● **Data shown**:
-- Start --

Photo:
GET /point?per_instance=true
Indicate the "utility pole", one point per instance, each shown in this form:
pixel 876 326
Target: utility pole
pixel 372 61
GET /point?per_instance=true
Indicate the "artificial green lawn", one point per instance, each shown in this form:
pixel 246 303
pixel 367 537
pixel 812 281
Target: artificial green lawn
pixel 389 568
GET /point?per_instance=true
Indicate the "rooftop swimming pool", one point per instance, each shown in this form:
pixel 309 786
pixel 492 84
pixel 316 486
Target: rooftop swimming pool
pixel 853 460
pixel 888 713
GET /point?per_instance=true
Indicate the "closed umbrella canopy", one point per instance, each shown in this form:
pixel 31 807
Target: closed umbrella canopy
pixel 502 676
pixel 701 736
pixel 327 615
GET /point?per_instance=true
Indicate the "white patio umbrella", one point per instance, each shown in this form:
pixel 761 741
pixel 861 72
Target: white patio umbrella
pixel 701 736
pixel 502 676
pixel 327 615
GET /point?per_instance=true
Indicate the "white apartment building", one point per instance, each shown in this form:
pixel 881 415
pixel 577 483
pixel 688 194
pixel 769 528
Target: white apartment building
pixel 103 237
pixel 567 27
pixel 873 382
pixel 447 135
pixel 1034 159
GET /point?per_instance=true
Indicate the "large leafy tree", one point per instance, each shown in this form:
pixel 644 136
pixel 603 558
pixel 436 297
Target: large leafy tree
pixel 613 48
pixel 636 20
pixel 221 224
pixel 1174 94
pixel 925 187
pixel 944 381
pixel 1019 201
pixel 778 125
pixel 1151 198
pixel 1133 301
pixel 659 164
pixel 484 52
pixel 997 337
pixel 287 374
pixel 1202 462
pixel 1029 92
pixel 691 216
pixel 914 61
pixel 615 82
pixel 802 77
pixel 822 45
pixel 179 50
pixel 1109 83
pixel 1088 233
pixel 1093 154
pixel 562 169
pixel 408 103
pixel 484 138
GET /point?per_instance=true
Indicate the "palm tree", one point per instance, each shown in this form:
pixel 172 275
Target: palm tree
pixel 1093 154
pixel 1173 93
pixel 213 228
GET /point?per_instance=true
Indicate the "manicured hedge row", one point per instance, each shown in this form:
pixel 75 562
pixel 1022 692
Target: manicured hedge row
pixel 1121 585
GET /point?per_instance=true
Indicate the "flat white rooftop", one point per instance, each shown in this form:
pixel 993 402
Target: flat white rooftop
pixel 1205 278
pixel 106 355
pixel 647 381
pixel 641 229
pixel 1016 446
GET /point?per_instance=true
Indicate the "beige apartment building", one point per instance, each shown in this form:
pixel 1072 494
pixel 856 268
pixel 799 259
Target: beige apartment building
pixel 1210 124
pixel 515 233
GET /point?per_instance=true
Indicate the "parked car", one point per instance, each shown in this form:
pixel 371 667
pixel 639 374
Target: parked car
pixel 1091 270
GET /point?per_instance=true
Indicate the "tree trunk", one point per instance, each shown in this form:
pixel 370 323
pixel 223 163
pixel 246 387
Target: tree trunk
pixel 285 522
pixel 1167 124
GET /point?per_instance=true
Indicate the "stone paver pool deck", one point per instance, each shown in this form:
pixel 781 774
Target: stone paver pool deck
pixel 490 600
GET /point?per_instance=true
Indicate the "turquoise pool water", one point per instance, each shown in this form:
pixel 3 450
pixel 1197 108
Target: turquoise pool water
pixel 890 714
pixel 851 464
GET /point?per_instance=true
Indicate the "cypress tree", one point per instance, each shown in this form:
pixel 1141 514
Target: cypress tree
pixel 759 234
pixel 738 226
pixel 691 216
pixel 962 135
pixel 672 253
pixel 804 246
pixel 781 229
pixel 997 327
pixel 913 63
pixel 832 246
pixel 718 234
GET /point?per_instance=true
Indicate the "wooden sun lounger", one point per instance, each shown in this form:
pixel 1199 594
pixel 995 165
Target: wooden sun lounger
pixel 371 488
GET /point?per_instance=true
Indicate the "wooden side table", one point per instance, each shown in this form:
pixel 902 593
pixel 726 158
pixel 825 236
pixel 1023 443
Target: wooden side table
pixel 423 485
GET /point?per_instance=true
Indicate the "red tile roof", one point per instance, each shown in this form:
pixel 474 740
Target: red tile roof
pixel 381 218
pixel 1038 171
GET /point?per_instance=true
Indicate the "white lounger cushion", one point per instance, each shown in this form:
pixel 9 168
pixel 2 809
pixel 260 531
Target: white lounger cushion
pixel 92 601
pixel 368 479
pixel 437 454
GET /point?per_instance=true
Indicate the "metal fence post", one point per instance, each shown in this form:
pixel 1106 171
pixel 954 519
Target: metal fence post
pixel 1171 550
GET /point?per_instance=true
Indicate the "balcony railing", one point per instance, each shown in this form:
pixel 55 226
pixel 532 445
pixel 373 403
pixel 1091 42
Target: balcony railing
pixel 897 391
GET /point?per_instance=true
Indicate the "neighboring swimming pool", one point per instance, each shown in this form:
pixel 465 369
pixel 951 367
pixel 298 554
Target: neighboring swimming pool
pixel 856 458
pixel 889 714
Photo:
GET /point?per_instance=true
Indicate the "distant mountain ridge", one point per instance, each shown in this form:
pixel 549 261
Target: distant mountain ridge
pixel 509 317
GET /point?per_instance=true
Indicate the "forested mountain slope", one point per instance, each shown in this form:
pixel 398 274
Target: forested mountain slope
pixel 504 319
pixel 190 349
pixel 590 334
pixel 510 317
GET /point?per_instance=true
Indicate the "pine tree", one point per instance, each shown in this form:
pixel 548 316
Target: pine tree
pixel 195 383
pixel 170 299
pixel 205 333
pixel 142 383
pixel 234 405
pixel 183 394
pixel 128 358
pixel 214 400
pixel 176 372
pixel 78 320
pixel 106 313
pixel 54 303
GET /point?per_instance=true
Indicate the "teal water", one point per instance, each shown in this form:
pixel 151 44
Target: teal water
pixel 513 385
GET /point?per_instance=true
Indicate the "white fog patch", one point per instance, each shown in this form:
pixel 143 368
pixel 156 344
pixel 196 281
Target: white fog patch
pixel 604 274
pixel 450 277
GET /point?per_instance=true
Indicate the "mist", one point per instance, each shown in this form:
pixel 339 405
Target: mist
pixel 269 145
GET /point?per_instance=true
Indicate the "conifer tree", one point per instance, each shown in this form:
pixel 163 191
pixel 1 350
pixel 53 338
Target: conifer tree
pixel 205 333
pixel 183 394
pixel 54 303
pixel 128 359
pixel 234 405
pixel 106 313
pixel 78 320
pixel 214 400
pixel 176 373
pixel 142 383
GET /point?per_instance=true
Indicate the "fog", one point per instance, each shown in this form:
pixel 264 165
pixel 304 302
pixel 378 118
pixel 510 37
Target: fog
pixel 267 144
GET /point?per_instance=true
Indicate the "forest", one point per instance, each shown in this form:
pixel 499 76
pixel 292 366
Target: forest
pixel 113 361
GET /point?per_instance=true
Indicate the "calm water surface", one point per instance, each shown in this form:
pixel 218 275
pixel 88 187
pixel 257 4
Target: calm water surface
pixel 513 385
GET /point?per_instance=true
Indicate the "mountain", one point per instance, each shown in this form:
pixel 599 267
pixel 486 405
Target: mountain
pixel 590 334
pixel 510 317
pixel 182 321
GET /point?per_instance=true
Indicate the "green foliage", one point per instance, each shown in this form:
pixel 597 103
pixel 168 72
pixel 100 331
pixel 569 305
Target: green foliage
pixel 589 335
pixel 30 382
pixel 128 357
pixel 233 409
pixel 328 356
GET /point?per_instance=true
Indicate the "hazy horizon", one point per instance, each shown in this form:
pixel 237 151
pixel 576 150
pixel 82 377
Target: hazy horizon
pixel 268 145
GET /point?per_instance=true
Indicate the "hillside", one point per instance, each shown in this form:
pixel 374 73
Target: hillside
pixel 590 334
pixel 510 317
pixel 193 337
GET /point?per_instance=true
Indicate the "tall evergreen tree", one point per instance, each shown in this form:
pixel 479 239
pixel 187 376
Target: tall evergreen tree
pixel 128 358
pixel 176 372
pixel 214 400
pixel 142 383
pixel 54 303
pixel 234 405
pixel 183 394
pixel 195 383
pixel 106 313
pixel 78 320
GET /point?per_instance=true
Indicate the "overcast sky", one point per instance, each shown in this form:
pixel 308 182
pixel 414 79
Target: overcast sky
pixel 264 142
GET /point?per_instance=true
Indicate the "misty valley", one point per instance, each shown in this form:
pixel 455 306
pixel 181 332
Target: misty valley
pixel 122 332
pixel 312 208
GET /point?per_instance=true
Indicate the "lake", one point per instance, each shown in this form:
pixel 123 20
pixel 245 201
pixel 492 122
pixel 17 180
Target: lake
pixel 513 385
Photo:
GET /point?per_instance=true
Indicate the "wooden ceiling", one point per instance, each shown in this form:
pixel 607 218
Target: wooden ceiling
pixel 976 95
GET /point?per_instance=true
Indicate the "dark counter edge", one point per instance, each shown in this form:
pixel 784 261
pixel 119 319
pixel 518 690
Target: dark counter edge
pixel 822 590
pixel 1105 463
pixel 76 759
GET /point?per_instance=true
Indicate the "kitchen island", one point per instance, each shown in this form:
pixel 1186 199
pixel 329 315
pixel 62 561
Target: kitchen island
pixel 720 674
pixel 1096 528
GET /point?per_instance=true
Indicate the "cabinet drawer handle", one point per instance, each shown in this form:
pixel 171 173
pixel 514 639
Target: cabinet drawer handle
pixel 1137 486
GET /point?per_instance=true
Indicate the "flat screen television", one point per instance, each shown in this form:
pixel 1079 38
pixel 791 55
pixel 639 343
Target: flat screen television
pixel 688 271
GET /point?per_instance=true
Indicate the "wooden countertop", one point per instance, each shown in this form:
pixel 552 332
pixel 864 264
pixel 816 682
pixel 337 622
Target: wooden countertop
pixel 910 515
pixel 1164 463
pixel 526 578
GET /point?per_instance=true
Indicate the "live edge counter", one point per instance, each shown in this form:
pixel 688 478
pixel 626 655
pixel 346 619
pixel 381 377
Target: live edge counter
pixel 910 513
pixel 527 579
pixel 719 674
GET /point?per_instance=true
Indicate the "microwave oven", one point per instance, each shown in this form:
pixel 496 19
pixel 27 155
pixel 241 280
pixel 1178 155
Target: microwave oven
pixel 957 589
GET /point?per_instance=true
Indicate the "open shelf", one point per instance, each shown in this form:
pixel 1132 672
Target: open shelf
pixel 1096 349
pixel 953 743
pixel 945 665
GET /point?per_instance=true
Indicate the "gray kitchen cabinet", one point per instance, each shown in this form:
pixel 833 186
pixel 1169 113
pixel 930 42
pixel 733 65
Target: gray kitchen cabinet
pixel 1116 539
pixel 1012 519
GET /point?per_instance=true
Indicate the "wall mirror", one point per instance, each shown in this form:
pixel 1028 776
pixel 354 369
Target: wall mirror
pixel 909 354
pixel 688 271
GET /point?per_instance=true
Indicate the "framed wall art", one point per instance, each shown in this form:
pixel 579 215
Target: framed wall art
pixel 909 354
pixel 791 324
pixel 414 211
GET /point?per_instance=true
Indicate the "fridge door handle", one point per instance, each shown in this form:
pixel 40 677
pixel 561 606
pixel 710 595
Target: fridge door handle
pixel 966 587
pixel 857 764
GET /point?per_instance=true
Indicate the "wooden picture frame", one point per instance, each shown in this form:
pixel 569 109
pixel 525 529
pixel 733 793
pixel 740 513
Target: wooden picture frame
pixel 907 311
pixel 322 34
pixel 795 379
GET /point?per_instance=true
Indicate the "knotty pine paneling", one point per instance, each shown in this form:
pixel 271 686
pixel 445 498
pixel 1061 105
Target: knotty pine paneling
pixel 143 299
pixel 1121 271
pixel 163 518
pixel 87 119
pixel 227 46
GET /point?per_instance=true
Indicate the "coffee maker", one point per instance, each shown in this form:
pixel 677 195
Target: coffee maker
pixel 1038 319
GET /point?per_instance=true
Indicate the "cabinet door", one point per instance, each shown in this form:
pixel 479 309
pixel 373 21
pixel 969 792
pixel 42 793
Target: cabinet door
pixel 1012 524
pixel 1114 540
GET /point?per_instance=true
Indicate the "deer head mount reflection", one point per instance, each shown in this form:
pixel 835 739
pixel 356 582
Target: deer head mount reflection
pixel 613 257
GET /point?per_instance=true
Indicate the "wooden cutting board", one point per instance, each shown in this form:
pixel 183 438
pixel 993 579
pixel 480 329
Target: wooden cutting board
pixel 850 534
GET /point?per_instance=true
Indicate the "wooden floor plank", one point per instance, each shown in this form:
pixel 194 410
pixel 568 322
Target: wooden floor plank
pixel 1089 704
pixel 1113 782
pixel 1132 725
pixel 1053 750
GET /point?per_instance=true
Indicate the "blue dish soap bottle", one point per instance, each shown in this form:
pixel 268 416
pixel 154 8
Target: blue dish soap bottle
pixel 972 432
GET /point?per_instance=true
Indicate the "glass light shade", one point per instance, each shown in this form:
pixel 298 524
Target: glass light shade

-- End --

● **Instruction**:
Copy out each line in the listing above that contains the word "picture".

● **Answer**:
Indicate the "wooden picture frame", one point per instance, each shown in this form:
Target: wooden picture frame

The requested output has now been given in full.